Record list:

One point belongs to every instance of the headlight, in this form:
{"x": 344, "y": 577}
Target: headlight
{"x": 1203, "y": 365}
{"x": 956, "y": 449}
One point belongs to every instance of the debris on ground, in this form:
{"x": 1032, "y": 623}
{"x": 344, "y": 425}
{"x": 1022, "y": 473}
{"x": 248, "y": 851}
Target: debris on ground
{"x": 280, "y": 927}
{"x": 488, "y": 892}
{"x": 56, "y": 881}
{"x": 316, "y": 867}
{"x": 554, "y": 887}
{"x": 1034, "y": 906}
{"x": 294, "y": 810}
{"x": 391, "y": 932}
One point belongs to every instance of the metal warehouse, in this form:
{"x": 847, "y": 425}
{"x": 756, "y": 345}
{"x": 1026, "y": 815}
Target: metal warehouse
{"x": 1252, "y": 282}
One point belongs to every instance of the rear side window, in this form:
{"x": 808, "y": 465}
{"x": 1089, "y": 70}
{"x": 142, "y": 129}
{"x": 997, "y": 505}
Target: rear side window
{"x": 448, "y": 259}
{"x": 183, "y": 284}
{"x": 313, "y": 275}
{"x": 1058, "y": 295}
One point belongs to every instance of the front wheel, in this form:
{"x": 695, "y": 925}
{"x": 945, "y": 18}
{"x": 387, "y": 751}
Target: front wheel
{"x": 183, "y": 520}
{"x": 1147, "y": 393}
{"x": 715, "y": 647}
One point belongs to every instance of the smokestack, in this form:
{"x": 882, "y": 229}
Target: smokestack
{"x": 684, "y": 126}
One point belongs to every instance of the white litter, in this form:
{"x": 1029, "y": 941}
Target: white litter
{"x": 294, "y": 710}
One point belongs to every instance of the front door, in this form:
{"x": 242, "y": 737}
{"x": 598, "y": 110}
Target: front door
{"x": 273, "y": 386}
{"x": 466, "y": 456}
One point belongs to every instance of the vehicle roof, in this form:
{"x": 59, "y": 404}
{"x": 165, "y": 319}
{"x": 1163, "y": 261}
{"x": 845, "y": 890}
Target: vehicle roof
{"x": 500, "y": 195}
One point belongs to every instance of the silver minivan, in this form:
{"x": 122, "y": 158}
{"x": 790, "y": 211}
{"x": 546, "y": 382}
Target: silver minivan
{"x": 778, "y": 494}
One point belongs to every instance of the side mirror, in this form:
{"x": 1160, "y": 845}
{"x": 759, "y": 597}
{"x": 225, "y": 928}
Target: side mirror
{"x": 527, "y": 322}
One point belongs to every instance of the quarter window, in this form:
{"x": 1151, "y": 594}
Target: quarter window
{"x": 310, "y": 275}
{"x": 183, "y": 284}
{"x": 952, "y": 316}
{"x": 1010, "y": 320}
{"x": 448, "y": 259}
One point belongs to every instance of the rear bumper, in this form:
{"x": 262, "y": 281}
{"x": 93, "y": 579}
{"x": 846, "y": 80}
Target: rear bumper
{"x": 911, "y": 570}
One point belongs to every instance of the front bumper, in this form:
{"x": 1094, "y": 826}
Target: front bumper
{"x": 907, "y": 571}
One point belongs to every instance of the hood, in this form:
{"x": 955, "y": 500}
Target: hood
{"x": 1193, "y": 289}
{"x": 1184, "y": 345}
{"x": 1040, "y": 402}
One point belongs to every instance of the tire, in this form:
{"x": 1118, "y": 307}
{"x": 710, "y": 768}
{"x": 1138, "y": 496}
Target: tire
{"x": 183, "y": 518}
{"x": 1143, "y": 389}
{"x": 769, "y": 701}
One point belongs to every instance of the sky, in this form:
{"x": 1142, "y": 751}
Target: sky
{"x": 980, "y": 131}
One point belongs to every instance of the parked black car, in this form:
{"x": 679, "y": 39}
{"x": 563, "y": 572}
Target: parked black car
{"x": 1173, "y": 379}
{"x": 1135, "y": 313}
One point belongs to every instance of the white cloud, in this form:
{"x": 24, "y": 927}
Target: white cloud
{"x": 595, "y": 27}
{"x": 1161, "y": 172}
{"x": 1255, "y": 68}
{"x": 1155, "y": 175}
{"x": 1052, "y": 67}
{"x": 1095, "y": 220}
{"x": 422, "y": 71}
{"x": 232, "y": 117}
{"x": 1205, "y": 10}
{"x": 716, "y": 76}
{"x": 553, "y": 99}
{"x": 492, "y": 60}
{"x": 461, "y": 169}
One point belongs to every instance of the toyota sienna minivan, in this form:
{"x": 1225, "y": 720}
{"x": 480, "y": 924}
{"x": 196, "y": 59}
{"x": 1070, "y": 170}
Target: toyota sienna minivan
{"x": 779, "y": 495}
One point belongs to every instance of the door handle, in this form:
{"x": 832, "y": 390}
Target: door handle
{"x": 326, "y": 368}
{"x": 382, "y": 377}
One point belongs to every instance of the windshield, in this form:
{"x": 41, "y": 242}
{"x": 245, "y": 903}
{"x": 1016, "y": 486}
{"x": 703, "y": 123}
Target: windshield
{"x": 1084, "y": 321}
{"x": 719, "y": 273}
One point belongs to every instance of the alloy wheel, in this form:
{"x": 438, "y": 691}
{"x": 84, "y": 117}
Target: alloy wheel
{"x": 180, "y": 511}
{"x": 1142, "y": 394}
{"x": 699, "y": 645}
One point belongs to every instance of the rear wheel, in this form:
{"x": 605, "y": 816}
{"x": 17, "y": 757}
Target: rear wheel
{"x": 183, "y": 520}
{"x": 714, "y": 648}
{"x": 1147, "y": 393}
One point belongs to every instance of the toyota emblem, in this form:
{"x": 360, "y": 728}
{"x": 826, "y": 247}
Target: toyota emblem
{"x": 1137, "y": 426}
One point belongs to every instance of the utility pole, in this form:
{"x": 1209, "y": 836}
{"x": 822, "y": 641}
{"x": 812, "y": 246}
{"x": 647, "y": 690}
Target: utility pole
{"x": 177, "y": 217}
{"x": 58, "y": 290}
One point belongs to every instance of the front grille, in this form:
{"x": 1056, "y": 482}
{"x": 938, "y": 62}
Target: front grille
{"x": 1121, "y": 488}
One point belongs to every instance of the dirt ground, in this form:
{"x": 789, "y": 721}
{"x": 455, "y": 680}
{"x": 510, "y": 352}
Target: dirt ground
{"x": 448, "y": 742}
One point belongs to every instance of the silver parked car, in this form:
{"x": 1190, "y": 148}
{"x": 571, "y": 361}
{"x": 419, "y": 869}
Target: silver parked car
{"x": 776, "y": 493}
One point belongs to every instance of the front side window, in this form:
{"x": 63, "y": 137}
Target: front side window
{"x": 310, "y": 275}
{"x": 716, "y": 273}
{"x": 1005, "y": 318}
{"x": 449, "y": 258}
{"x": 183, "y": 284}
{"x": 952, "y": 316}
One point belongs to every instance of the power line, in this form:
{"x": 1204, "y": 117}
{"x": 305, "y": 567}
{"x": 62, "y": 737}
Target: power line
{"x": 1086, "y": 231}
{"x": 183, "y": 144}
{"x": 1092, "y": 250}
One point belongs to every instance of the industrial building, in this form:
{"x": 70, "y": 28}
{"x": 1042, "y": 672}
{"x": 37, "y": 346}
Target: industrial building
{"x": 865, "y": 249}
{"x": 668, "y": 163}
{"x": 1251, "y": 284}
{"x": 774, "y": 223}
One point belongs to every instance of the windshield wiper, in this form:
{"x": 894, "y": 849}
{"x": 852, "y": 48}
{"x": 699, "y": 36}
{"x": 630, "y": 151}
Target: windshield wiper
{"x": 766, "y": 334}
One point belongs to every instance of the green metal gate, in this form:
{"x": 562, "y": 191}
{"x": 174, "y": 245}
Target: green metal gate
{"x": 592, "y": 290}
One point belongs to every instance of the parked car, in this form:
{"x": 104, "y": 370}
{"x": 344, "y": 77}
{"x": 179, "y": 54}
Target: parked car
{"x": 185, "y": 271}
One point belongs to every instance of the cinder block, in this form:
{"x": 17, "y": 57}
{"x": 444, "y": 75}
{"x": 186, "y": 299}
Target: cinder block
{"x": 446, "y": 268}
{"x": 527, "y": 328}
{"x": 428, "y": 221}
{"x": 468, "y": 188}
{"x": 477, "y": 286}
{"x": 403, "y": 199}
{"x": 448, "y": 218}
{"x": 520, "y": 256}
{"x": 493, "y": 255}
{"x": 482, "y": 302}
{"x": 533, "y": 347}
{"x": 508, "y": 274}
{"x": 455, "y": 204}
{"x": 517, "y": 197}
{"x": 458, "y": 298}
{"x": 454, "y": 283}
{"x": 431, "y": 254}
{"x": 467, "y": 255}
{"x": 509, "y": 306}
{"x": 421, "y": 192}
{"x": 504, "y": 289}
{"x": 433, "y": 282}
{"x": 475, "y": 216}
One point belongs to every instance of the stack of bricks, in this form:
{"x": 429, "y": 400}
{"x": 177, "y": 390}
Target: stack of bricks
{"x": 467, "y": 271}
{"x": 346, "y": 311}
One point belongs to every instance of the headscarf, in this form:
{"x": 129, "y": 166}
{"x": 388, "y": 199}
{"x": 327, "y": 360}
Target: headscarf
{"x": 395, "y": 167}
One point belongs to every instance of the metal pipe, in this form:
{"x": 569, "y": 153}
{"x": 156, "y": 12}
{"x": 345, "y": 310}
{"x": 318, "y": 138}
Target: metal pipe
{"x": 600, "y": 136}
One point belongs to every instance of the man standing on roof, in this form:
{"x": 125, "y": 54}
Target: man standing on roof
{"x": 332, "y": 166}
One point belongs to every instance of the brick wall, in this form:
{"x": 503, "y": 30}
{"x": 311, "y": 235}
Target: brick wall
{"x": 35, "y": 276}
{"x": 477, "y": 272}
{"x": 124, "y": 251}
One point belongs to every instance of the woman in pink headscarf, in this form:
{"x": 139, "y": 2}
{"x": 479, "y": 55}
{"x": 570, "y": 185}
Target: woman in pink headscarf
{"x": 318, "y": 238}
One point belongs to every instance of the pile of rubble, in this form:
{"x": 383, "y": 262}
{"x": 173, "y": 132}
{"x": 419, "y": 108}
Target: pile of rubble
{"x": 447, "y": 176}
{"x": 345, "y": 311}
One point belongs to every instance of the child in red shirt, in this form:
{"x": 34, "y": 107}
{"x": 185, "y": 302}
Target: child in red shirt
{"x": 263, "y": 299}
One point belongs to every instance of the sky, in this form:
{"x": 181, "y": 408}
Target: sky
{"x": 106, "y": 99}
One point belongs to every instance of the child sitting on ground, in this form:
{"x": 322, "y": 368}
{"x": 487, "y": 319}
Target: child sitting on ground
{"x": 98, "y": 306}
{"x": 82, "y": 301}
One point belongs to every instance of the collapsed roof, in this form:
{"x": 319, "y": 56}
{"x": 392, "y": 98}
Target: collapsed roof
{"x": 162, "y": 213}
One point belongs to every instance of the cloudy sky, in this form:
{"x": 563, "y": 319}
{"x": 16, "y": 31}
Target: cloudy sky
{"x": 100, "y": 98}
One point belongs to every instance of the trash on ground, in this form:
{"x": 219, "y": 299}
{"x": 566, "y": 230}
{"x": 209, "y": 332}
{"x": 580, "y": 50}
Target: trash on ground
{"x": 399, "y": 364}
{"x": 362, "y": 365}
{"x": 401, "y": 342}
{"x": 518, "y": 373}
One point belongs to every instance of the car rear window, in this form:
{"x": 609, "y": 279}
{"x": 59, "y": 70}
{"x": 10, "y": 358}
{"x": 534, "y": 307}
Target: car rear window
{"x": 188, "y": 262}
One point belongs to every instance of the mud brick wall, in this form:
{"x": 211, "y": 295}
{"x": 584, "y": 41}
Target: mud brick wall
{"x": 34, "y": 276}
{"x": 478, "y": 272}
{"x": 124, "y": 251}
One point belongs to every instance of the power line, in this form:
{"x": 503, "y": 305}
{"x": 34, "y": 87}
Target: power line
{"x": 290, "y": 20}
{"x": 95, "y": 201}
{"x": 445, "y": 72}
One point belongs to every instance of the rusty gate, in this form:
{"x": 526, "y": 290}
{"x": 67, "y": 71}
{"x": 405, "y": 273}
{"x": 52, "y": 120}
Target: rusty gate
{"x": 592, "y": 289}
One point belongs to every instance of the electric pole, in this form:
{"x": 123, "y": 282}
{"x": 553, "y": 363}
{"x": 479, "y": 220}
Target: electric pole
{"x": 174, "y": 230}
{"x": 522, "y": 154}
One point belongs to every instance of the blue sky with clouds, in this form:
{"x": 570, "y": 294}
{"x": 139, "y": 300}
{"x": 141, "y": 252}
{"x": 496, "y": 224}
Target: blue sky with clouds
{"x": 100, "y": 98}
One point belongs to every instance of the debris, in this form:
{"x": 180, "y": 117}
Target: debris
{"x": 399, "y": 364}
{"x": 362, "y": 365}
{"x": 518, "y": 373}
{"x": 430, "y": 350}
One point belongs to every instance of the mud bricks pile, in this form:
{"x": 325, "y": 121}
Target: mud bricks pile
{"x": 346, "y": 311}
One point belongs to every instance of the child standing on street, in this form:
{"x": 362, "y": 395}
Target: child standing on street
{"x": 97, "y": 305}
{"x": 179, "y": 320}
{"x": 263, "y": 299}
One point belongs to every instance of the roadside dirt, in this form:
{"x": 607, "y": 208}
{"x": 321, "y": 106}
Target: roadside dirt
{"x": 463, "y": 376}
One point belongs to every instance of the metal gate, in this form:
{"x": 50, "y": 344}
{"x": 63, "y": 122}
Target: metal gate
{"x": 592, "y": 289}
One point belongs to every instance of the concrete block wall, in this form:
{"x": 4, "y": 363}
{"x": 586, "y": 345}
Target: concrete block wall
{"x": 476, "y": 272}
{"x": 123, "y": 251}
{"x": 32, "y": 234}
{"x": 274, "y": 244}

Goal: Starting at the line that contains "One point belongs to every instance of the car", retype each line through the end of the listing above and nothing else.

Exercise response:
One point belongs to every instance of the car rear window, in this form:
{"x": 609, "y": 279}
{"x": 59, "y": 70}
{"x": 10, "y": 358}
{"x": 534, "y": 307}
Target: car rear window
{"x": 188, "y": 262}
One point belongs to every instance of the mud brick wall, in this form:
{"x": 211, "y": 295}
{"x": 584, "y": 41}
Target: mud brick wall
{"x": 34, "y": 276}
{"x": 478, "y": 272}
{"x": 124, "y": 251}
One point belongs to every instance of the power line, in this form:
{"x": 503, "y": 305}
{"x": 34, "y": 87}
Target: power line
{"x": 290, "y": 20}
{"x": 95, "y": 201}
{"x": 445, "y": 72}
One point belongs to every instance of the rusty gate, in this form:
{"x": 526, "y": 290}
{"x": 67, "y": 71}
{"x": 405, "y": 273}
{"x": 52, "y": 120}
Target: rusty gate
{"x": 592, "y": 289}
One point belongs to every instance of the electric pole, in this form:
{"x": 123, "y": 282}
{"x": 553, "y": 363}
{"x": 479, "y": 220}
Target: electric pole
{"x": 174, "y": 230}
{"x": 522, "y": 154}
One point belongs to every instance of the blue sky with clouds, in this form:
{"x": 570, "y": 294}
{"x": 139, "y": 300}
{"x": 141, "y": 252}
{"x": 496, "y": 224}
Target: blue sky with clouds
{"x": 100, "y": 98}
One point belongs to every instance of the debris, in this form:
{"x": 180, "y": 117}
Target: debris
{"x": 399, "y": 364}
{"x": 362, "y": 365}
{"x": 518, "y": 373}
{"x": 430, "y": 350}
One point belongs to every instance of the mud bricks pile, in this form:
{"x": 325, "y": 121}
Target: mud bricks pile
{"x": 346, "y": 311}
One point belongs to every instance of the child standing on street, in this form:
{"x": 362, "y": 395}
Target: child standing on street
{"x": 97, "y": 305}
{"x": 179, "y": 320}
{"x": 263, "y": 299}
One point belongs to every instance of the roadside dirt, in this form:
{"x": 607, "y": 208}
{"x": 321, "y": 106}
Target: roadside dirt
{"x": 463, "y": 376}
One point belongs to every instance of the metal gate, in this form:
{"x": 50, "y": 344}
{"x": 63, "y": 122}
Target: metal gate
{"x": 592, "y": 289}
One point belongs to every instance of the concrete block wall, in this form:
{"x": 4, "y": 363}
{"x": 586, "y": 345}
Target: concrete block wall
{"x": 476, "y": 272}
{"x": 123, "y": 251}
{"x": 32, "y": 234}
{"x": 274, "y": 244}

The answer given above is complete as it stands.